* **DOCUMENT SECTION**
— START —
We say that a structure $M=(S|\preceq)$ is a preorder on $S$ if it is reflexive and transitive. We say that a structure $M=(S|\preceq)$ is a partial order on $S$ if it is an anti-symmetric preorder. We say that a structure $M=(S|\preceq)$ is a total order on $S$ if it is a total partial order. We say that a structure $M=(S|\preceq)$ is a well-order on $S$ if it is a total order that also obeys the well-ordering principle. \\

In every problem, determine which of the axioms that the structure models. If the structure is a preorder, partial order, total order, or well-order, then state so.

\begin{parts}
\part[5] The structure $(\mathbb{R},\preceq)$ where $x \preceq y$ is interpreted as the ``usual" $\leq$ ordering. \\
\textit{Solution}: Axioms 1-4 hold. The well-ordering principle does not hold because, for example, $(0,1) \subset \mathbb{R}$ does not contain a least element.
— END —
Location identification items:
— START —
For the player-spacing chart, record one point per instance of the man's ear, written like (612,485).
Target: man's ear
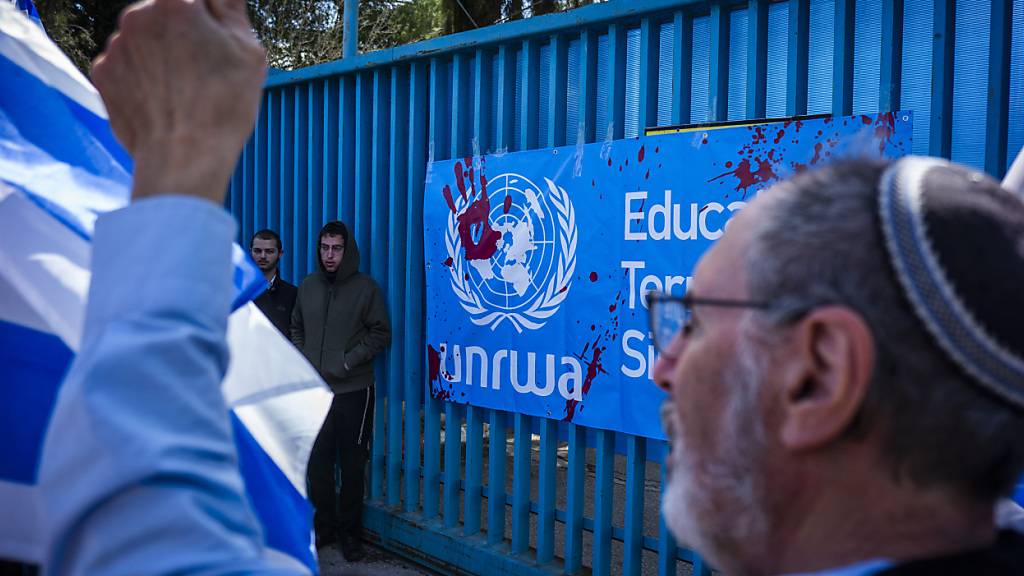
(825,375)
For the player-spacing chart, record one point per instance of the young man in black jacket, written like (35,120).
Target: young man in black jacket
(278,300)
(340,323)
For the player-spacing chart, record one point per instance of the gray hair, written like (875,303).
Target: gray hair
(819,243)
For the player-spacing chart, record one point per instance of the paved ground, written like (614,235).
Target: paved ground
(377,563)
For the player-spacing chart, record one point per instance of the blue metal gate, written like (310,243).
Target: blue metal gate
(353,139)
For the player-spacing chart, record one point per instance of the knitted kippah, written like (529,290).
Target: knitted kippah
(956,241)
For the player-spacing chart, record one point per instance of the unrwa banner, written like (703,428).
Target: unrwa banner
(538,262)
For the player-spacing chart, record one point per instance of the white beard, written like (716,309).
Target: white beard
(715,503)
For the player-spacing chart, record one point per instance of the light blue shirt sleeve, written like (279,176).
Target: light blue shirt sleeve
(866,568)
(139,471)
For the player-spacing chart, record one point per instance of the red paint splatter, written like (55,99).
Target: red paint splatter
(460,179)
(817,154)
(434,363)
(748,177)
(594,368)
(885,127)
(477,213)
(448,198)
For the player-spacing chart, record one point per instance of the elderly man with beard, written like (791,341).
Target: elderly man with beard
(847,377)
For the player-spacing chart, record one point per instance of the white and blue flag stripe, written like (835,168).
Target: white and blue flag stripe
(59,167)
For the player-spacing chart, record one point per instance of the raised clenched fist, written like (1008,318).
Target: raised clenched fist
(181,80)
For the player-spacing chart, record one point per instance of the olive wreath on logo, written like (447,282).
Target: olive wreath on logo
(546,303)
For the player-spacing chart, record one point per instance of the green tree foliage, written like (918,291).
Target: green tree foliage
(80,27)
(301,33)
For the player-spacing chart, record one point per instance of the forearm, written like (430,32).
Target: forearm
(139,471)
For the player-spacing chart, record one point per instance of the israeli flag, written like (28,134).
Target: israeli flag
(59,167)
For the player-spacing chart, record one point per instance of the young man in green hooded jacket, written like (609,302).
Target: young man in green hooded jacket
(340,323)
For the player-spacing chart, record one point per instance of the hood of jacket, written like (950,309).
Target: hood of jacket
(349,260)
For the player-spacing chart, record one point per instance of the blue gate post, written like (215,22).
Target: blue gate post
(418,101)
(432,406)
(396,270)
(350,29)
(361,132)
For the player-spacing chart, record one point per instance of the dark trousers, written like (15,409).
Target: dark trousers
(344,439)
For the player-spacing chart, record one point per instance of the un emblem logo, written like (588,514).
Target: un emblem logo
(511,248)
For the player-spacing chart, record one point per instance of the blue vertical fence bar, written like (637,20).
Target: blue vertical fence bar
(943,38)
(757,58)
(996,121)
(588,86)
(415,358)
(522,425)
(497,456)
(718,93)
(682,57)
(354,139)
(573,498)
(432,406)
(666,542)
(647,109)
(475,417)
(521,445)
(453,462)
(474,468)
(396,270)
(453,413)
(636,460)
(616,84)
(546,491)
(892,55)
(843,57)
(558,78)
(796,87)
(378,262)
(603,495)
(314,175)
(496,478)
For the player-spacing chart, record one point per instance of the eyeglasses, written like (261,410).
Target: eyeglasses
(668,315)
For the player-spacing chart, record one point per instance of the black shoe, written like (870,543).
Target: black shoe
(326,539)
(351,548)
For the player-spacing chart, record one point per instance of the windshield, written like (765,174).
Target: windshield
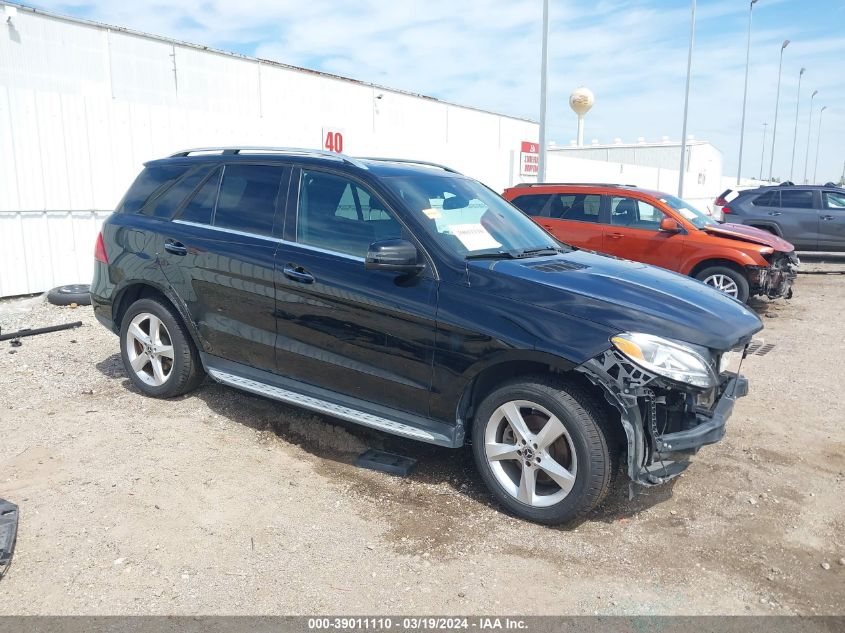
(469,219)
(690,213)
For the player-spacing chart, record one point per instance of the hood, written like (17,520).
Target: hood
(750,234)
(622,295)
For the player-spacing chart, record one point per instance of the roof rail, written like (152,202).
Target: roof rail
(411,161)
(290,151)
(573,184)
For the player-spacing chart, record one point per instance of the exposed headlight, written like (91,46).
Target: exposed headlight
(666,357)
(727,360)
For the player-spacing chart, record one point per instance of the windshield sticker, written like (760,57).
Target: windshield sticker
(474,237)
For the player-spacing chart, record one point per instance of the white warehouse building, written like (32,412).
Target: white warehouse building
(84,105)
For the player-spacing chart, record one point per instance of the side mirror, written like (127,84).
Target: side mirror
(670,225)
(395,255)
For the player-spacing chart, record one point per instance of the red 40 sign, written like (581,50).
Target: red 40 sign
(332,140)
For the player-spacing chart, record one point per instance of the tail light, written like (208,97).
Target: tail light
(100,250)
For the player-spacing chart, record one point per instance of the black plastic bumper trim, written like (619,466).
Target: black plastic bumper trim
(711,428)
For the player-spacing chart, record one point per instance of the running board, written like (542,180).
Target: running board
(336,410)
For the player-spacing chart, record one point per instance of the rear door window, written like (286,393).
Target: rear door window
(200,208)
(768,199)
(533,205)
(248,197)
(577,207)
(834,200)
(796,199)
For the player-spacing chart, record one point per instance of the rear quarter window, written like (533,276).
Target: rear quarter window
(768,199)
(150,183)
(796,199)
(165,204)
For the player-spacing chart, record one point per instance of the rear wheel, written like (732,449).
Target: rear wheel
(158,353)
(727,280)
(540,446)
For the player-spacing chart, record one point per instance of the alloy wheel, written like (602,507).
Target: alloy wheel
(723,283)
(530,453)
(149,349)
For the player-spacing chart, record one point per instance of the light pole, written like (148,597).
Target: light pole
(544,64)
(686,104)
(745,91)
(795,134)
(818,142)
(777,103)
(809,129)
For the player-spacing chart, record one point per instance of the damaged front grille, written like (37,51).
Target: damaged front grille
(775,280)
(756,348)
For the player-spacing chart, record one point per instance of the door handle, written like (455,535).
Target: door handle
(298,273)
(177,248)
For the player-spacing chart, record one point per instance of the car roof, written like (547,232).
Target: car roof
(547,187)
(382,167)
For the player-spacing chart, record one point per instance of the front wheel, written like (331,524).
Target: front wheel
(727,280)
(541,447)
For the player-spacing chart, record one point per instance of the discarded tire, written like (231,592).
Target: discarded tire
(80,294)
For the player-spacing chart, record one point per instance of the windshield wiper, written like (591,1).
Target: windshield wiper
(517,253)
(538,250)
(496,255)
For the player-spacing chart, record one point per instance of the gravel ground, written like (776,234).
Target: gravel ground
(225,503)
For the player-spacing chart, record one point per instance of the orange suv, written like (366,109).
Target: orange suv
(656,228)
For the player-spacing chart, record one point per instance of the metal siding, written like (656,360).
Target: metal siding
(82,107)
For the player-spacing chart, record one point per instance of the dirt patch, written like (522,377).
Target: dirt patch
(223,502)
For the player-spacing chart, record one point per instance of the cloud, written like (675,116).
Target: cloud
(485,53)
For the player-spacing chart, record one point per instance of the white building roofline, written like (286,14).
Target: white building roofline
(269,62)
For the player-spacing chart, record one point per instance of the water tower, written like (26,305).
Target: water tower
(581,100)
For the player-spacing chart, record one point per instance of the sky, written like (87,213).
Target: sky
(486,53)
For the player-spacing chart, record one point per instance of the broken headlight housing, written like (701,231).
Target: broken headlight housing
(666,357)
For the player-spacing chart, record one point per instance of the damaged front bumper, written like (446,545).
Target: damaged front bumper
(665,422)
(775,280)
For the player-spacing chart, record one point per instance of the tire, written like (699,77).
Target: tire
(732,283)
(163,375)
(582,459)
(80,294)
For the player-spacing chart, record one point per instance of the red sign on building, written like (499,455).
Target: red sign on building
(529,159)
— END —
— START —
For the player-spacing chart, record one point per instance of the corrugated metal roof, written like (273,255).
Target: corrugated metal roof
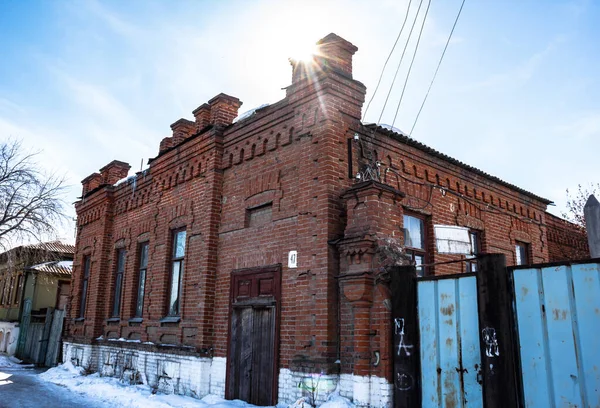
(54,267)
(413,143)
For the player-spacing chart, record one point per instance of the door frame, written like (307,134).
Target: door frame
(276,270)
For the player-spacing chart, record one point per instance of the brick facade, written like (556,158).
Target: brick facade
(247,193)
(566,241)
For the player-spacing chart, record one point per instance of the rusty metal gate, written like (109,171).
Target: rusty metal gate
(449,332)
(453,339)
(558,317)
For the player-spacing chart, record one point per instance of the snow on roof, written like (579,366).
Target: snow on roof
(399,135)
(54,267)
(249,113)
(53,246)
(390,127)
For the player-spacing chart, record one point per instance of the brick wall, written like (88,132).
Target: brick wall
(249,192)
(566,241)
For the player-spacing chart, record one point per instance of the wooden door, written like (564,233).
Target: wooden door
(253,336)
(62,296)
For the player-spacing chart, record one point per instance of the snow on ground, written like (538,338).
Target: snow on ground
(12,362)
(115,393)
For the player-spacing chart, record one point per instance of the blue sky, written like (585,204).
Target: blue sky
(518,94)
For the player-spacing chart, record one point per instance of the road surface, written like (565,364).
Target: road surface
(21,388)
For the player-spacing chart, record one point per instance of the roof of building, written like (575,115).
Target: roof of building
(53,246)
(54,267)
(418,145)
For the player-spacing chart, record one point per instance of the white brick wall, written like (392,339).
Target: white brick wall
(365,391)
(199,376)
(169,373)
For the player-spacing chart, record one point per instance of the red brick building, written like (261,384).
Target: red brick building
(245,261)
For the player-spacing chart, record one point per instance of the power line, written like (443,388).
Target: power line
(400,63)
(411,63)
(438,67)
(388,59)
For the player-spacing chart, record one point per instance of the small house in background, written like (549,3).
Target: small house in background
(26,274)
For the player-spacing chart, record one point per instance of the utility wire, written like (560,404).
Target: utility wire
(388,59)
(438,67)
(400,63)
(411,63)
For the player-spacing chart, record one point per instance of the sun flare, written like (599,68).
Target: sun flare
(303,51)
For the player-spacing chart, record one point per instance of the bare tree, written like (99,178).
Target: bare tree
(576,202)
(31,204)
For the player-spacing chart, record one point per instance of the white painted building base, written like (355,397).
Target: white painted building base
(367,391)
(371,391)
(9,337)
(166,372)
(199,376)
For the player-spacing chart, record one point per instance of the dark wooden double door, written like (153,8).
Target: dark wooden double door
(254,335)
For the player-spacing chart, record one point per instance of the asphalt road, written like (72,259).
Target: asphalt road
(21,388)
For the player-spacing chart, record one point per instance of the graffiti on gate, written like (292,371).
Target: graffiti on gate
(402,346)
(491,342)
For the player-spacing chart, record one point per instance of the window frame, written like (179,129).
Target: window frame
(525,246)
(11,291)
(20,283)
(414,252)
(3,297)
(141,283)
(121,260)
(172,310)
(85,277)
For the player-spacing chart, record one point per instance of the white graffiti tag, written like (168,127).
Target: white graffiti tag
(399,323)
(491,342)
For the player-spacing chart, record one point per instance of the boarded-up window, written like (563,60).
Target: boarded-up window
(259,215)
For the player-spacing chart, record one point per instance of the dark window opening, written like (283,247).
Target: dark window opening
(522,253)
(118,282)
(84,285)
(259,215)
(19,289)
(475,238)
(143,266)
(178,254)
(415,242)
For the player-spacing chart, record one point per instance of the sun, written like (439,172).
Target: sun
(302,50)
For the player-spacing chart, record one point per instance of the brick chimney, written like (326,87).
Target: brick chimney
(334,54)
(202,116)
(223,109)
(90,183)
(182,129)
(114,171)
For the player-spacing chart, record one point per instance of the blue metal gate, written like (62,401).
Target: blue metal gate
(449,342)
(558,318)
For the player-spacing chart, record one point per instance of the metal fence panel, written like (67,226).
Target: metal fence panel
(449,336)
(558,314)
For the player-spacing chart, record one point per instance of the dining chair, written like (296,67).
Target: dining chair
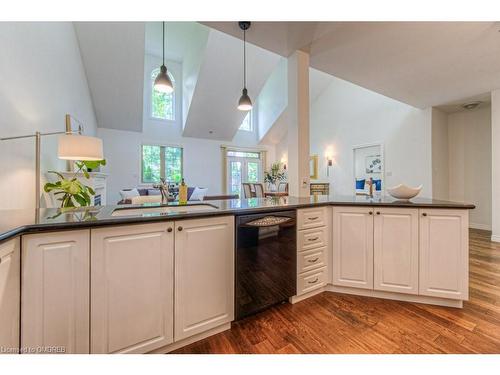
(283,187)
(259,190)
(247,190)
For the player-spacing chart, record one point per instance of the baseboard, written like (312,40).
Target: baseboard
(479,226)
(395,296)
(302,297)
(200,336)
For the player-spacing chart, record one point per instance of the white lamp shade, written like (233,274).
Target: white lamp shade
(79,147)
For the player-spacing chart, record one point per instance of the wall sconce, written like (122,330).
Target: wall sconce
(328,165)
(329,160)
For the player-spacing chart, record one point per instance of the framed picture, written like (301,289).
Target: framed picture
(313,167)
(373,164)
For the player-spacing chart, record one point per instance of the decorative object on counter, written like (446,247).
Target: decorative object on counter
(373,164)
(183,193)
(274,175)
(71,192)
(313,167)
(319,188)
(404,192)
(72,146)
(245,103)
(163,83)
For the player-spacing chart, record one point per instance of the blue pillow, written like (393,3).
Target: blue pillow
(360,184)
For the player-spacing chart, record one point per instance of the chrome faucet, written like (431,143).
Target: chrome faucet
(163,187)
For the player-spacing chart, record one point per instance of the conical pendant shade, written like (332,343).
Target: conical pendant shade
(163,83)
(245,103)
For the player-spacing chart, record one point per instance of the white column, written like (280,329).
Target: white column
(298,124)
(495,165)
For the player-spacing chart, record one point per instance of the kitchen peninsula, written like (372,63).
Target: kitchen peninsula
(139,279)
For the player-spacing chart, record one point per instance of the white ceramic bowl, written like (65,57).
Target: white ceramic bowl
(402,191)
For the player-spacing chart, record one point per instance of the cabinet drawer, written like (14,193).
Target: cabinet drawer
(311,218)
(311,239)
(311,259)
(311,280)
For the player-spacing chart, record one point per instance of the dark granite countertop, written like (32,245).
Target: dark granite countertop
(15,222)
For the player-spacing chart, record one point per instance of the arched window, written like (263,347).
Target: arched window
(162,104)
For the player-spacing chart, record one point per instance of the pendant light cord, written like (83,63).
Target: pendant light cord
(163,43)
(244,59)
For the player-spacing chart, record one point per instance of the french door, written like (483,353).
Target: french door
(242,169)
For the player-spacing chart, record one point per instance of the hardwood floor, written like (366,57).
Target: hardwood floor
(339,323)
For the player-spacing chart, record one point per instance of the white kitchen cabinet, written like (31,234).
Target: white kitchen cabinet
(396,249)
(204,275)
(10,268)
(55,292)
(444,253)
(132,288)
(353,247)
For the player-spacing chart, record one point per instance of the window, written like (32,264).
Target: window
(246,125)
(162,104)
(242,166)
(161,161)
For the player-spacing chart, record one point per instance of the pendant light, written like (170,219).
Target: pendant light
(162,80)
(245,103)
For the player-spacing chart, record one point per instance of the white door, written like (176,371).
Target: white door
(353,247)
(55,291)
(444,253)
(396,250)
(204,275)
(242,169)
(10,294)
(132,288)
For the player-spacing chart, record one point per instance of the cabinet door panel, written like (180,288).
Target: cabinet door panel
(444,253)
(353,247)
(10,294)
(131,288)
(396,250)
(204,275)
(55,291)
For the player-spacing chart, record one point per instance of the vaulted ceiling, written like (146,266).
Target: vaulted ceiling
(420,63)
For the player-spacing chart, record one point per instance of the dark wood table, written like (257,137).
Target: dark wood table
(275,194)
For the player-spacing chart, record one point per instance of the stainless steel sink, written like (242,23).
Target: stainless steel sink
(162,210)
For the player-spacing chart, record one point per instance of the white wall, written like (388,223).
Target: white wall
— END —
* **WHAT TO WORK ON**
(1) From the passage on order structures, extract everything from "In every problem, determine" down to "then state so.", word for word.
(2) In the passage on order structures, rewrite the paragraph beginning "We say that a structure" as a short list that keeps each definition.
The records have no connection to the text.

* **RESULTS IN ORDER**
(1)
In every problem, determine which of the axioms that the structure models. If the structure is a preorder, partial order, total order, or well-order, then state so.

(2)
- Preorder on $S$: a structure $M=(S|\preceq)$ that is reflexive and transitive.
- Partial order on $S$: an anti-symmetric preorder.
- Total order on $S$: a total partial order.
- Well-order on $S$: a total order that also obeys the well-ordering principle.